Referring expression pointing data
Start of Block

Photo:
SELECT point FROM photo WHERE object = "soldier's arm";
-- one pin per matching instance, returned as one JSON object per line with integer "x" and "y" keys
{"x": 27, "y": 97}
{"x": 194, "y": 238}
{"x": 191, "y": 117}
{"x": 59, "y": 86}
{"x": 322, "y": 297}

End of Block

» WORK REQUIRED:
Your task is to transcribe exactly the lines from the one with "-- one pin per" through the end of the data, both included, and nothing besides.

» ANSWER SPACE:
-- one pin per matching instance, returned as one JSON object per line with integer "x" and "y" keys
{"x": 27, "y": 97}
{"x": 194, "y": 238}
{"x": 191, "y": 117}
{"x": 59, "y": 86}
{"x": 322, "y": 297}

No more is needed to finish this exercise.